Des premières décennies
du XIIIe au début du XIVe siècle, la cathédrale
Notre-Dame de Paris vit son parti d’origine modifié par des reprises et des
adjonctions multiples, notamment la construction de chapelles sur l’ensemble de
son pourtour, un phénomène qui va nous intéresser aujourd’hui* et qui n’est pas
spécifique à la cathédrale parisienne.
Adjoindre des chapelles
aux édifices religieux, chapelles fonctionnant comme des oratoires “privés” à
l’usage d’individus ou de groupes d’individus (des familles ou des confréries),
fut en effet de plus en plus fréquent à partir du milieu du XIIIe
siècle.
Les chapelles de
Notre-Dame de Paris comptent toutefois parmi les exemples les plus précoces de
ce type.
Comme ce fut le cas dans
d’autres édifices, elles ont été progressivement insérées sur les flancs de la
cathédrale, entre les contreforts.
I.
Définitions et fonctions de la chapelle :
Le mot “chapelle” (en
latin capella) connaît au moins
quatre acceptions.
Au sens architectural,
la chapelle correspond à un édicule secondaire, de dimensions réduites, qui
peut être greffé à l’édifice principal : c’est donc une partie adjacente à
l’église et un lieu consacré au culte.
L’espace de la chapelle
peut accueillir un ou plusieurs autels devant lesquels des chapelains qui sont
institués et dotés par des particuliers (des laïcs ou des ecclésiastiques) vont
célébrer des messes en mémoire des défunts : un autel associé à une dotation
perpétuelle destinée à l’entretien d’un desservant constitue une chapelle, ou
chapellenie, c’est-à-dire un bénéfice ecclésiastique.
Cette polysémie peut
poser problème car “fonder une chapelle” ne signifie pas obligatoirement
édifier une petite construction ouverte sur une partie d’édifice (un collatéral
ou un déambulatoire) mais plus fréquemment instituer une rente perpétuelle
attachée à un officiant chargé de dire des messes pour le repos de l’âme du
fondateur et de quelques bénéficiaires choisis par celui-ci, sur l’autorisation
du clergé local (à Notre-Dame, le chapitre cathédral).
Dans les sources, rien
ne permet bien souvent de différencier cette deuxième acception,
ecclésiastique, de la première, purement architecturale.
Une chapelle peut aussi
se comprendre comme un groupe de desservants associés à un oratoire, ou –
quatrième signification possible – comme l’ensemble des instruments liturgiques
nécessaires à la célébration du culte, des objets qui sont généralement fournis
par le fondateur de la chapelle, qui pourvoit également aux vêtements des
chapelains ainsi qu’au luminaire.
On retiendra que
lorsque les textes ne sont pas explicites, ce qui est le cas pour nombre de
fondations de chapelles, le chercheur ignorera s’il est fait référence à une
construction, à une institution spirituelle ou à ces deux actions associées et
simultanées.

++++++++

=== Consigne ===
Recopiez le passage du texte sur les chapelles de Notre-Dame de Paris situé entre « Les chapelles de » et « entre les contreforts. », bornes incluses.

(Relevés de placement de points)
++++++++

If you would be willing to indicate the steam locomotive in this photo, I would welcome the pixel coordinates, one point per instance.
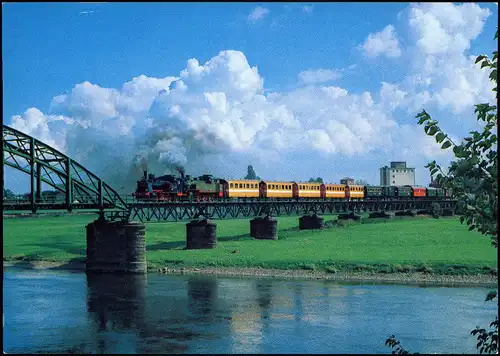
(178, 188)
(206, 187)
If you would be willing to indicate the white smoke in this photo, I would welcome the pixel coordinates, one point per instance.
(216, 117)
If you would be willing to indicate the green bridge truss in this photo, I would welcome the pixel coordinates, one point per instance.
(80, 189)
(77, 187)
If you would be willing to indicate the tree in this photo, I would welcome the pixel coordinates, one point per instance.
(472, 179)
(251, 173)
(8, 194)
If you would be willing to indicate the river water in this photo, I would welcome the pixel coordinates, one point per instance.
(69, 312)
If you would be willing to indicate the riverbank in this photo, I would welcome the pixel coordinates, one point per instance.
(418, 249)
(479, 280)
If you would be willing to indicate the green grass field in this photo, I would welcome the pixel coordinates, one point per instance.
(408, 244)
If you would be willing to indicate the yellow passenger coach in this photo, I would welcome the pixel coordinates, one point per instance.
(243, 188)
(308, 190)
(337, 191)
(276, 189)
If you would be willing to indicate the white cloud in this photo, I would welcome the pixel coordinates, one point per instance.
(312, 76)
(307, 9)
(382, 43)
(211, 116)
(442, 74)
(258, 13)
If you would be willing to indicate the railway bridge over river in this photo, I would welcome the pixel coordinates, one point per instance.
(115, 242)
(82, 190)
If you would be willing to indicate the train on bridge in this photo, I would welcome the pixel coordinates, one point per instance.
(207, 188)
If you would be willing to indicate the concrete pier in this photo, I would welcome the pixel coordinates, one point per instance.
(264, 228)
(116, 247)
(201, 234)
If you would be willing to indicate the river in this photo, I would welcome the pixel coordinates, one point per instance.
(70, 312)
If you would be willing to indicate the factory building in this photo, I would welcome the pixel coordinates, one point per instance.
(347, 181)
(397, 174)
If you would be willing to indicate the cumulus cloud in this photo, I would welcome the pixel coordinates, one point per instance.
(382, 43)
(312, 76)
(307, 9)
(442, 73)
(214, 116)
(258, 14)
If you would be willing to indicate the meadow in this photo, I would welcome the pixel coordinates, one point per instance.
(421, 244)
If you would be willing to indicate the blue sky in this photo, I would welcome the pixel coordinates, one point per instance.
(50, 48)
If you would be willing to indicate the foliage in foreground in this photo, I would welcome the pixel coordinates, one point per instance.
(473, 180)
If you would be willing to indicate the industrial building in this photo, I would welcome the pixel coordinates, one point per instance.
(347, 181)
(397, 174)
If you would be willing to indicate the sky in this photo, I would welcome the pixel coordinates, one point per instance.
(297, 90)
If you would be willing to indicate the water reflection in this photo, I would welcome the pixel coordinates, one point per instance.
(116, 308)
(116, 301)
(202, 297)
(193, 314)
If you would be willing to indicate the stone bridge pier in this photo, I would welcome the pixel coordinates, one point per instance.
(118, 247)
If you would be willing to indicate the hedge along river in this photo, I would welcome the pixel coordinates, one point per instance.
(70, 312)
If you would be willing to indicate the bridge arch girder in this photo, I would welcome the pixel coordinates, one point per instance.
(80, 187)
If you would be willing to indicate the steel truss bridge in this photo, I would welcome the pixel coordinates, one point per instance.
(81, 190)
(245, 209)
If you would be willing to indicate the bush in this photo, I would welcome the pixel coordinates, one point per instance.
(331, 269)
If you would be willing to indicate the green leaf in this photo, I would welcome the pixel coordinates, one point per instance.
(446, 145)
(432, 130)
(480, 58)
(440, 137)
(486, 63)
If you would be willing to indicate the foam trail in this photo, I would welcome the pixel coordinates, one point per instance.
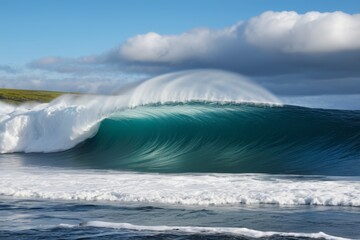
(198, 189)
(208, 230)
(67, 121)
(200, 85)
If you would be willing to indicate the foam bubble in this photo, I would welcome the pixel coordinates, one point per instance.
(208, 230)
(199, 189)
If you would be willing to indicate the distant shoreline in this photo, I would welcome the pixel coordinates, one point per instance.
(18, 96)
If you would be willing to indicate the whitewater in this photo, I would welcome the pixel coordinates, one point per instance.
(192, 154)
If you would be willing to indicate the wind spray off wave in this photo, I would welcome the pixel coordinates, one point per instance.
(67, 121)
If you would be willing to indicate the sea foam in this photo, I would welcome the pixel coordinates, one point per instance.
(209, 230)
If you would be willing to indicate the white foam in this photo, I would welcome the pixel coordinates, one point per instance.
(209, 230)
(67, 121)
(200, 189)
(200, 85)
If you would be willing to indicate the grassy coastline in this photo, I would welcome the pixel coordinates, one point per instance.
(17, 96)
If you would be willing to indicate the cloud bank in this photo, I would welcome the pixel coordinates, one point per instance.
(290, 53)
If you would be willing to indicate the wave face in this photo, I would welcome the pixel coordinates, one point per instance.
(225, 139)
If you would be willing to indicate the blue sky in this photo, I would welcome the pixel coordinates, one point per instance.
(291, 47)
(34, 29)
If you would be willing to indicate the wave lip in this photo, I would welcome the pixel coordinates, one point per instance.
(199, 189)
(209, 230)
(200, 85)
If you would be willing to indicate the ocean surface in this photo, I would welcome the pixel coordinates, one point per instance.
(173, 159)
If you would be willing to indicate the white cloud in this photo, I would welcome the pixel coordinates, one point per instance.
(287, 32)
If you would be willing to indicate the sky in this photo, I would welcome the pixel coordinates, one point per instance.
(293, 48)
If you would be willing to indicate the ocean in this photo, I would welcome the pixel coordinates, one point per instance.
(170, 160)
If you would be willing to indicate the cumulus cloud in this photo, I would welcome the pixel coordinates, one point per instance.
(306, 47)
(8, 69)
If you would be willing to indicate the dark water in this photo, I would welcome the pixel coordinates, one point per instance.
(181, 172)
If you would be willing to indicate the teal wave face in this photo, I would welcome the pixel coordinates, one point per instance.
(228, 138)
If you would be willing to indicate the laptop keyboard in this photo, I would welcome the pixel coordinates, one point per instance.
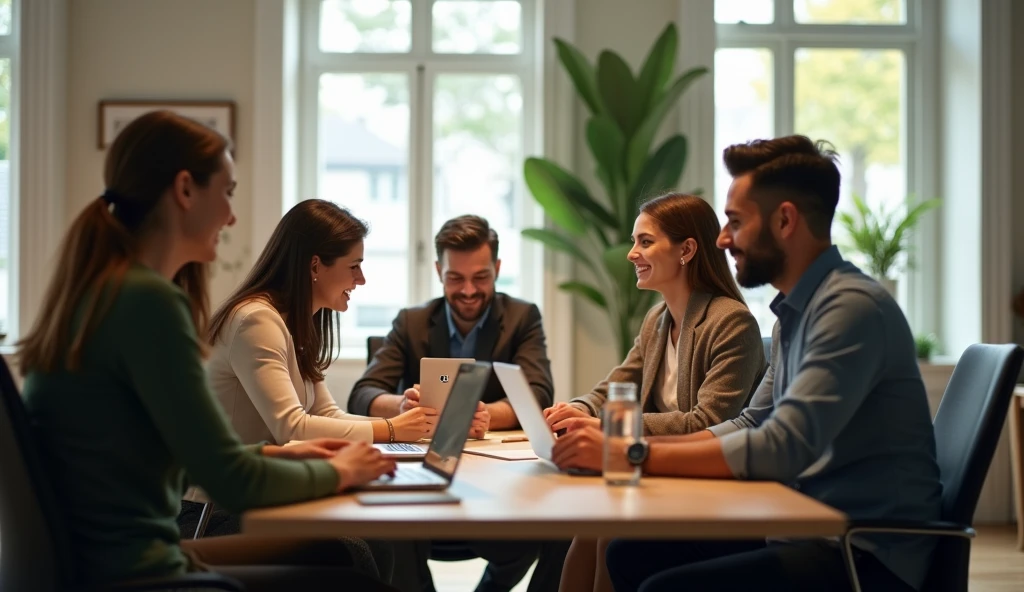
(412, 475)
(401, 448)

++++++++

=== Réponse rédigée ===
Les chapelles de
Notre-Dame de Paris comptent toutefois parmi les exemples les plus précoces de
ce type.
Comme ce fut le cas dans
d’autres édifices, elles ont été progressivement insérées sur les flancs de la
cathédrale, entre les contreforts.